* **WRITTEN INSTRUCTION**:
Please extend the forum thread below about learning and computing matrix calculus, picking up after its final reply.

* **QUOTED PASSAGE**:
========================

Thanks for this. Was taking Andrew Ng's course but the way he glosses over the calculus and then expects the student to understand the implications at end of lecture was a turn off so I dropped it. I hated the feeling I wasn't learning, just memorizing solutions.

jph00 · on Jan 30, 2018

You might prefer the approach at http://course.fast.ai - all the concepts are taught with code, instead of math, and understanding is developed by running experiments.

joshgel · on Jan 31, 2018

I did both and found fast.ai so much easier to understand for someone without a background in math, like me.

vervez · on Jan 30, 2018

I've taken 3/5 of his Deep Learning MOOC and thought the calculus, at least its implementation, was very well explained. Were you dissatisfied with the lack of depth or lack of explanation? Just curious.

calebh · on Jan 30, 2018

Fortunately there is a website now capable of doing matrix calculus! http://www.matrixcalculus.org

Mathematica doesn't seem to be able to do matrix calculus, which surprised me quite a bit.

BucketSort · on Jan 30, 2018

Indeed, most tools surprisingly lack this ability. I was shocked when I needed to break my calculations down to a piece-wise form when doing matrix calc with SymPy.

improbable22 · on Jan 30, 2018

Mathematica can absolutely do all of this! D[ matrix ,x] ... or things like this:

f[x_,y_] := x^2 + Sin[y]

vars={x,y};

Table[ D[f[x,y],var1, var2], {var1,vars}, {var2,vars}] // MatrixForm

SoerenL · on Jan 30, 2018

But how do you compute the derivative of x'Ax in Mathematica (x being a vector and A being a matrix)? What you have pointed out is only scalar derivatives, if I am not mistaken here.

improbable22 · on Jan 30, 2018

Like this, perhaps?

A = {{1,2},{3,4}}

vec = {x^2, x^3}

D[vec.A.vec, x]

Or perhaps like this, again the table of derivatives:

xvec = {x1,x2}

Table[ D[xvec.A.xvec,x] ,{x,xvec}]

(all untested... one typo caught...)

calebh · on Jan 30, 2018

Mathematica can definitely compute the derivatives if you fix the size of the matrix. This isn't very useful if you're trying to compute the derivative of an expression with arbitrary sized matrices.

improbable22 · on Jan 31, 2018

You can do general matrices too, what do you have in mind?

aa[x_] = {{1, 2}, {3, 4}} x

bb[x_] = {x^2, x^3}

D[ a[x].b[x] , x, x] (* for any suitable tensors *)

% /. {a -> aa, b -> bb}

claar · on Jan 30, 2018

http://www.wolframalpha.com/input/?i=D%5B%7Bx%5E2,+x%5E3%7D....

parrt · on Jan 31, 2018

Added Link to Wolfram Alpha...

adyavanapalli · on Jan 30, 2018

Note: This website presumes denominator layout, which is different from what is used in the guide.

calebh · on Jan 30, 2018

Does the layout matter as long as you're consistent? Do the deep learning libraries presume that you're using a certain layout?

jph00 · on Jan 31, 2018

The deep learning libraries largely hide all the calculus - it's all automated.

parrt · on Jan 30, 2018

Wow! Great little calculator. Thanks for pointing us at it.

calebh · on Jan 30, 2018

You should add a link in the resources section

parrt · on Jan 31, 2018

Done. Added a link.

========================

* **RECORDS SUPPLIED**:
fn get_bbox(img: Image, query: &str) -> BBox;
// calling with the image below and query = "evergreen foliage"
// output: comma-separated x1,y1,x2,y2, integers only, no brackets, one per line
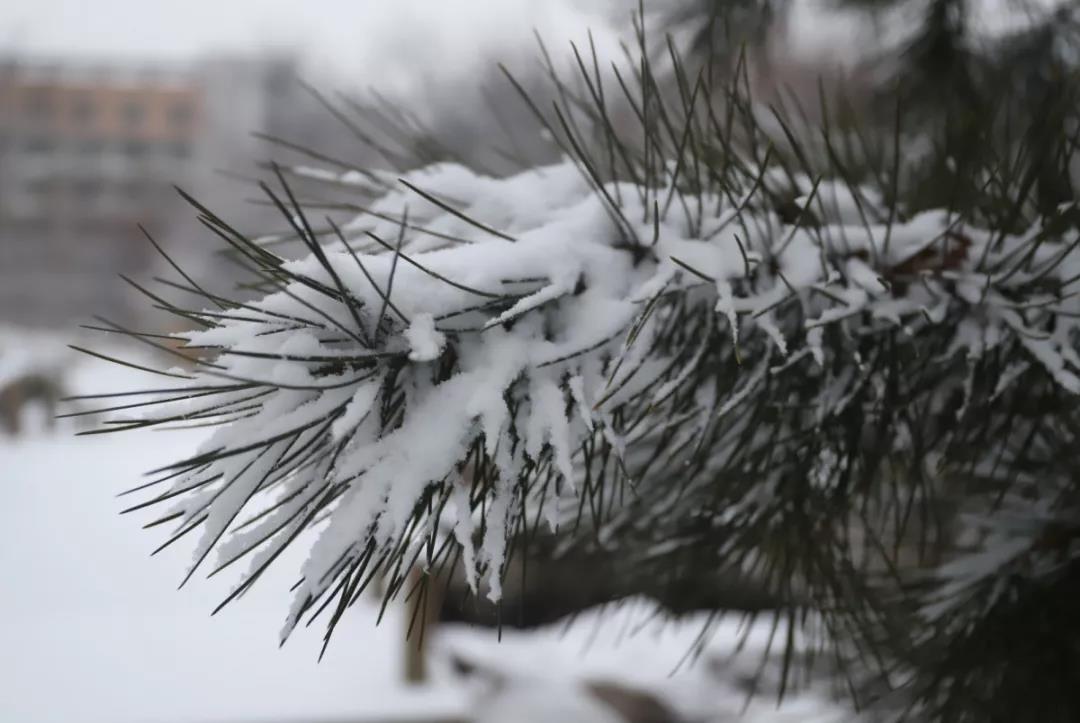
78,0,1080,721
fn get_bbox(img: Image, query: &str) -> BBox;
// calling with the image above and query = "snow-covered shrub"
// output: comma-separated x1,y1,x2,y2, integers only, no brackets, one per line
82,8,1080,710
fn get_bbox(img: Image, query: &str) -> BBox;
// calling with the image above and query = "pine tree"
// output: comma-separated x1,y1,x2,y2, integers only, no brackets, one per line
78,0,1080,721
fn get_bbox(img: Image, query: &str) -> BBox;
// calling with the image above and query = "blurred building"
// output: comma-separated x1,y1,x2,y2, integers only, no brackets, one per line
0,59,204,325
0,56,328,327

========================

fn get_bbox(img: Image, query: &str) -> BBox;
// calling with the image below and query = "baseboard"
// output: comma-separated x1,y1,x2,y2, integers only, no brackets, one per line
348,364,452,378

========================

* **TASK RESPONSE**:
kaffeinecoma · on Jan 30, 2018

Wow, this is really a great resource. I wish it had been available a few years back when I took the free online version of CS231n. The hardest part (for me, anyway) was the long-forgotten Calculus needed for backprop. Especially as applied to matrices. I struggled at the time to find accessible explanations of many of the matrix operations, and you seem to have it all laid out here. Thank you.

zwieback · on Jan 30, 2018

Thanks so much for this. I have no interest in deep learning (at the moment) but I was working through some papers about the Lucas Kanade tracker and this paper explains some of the underlying math in just the right amount of detail. The authors usually show the beginning and end point and just say something like "using the chain rule" we arrive at ... It took me a while to understand what they were saying and this paper helps a lot.

The math is super easy but keeping all the notation s and conventions in my head is hard, I've never seen it laid out this nicely before. Thanks!

parrt · on Jan 30, 2018

Hiya. That's funny because it's exactly what caused us to write this article. Jeremy and I were working on an automatic differentiation tool and couldn't find any description of the appropriate matrix calculus that explained the steps. Everything is just providing the solution without the intervening steps. We decided to write it down so we never have to figure out the notation again. haha

adyavanapalli · on Jan 30, 2018

Matrix calculus is a bit screwy when you realize that there are two possible notations to represent matrix derivatives (numerator vs. denominator layout; numerator layout is used in this guide). Plus, the notation is not very "speaking" for doing calculations unless you commit to memory some basic results.. which is why, as a physicist, I would recommend working in tensor calculus notation during calculations, and translating back to matrix notation for writing the results.

parrt · on Jan 30, 2018

I was also surprised when I saw that there was no standard notation for Jacobian matrices. We use the numerator notation in the article, but point out that there are papers that use the denominator notation. I think I remember from engineering school that we used numerator notation so we stuck with that.

improbable22 · on Jan 30, 2018

This is what index notation is good for, and I encourage everyone to learn it. Jacobians are dx_a/dx_b, two indices, and clearly b belongs to the derivative. Whether it's rows or columns is an implementation detail of how you're storing these numbers.

Index notation also seems natural for programming: an element A[i,j] or a slice Z[3,4,:] are precisely this.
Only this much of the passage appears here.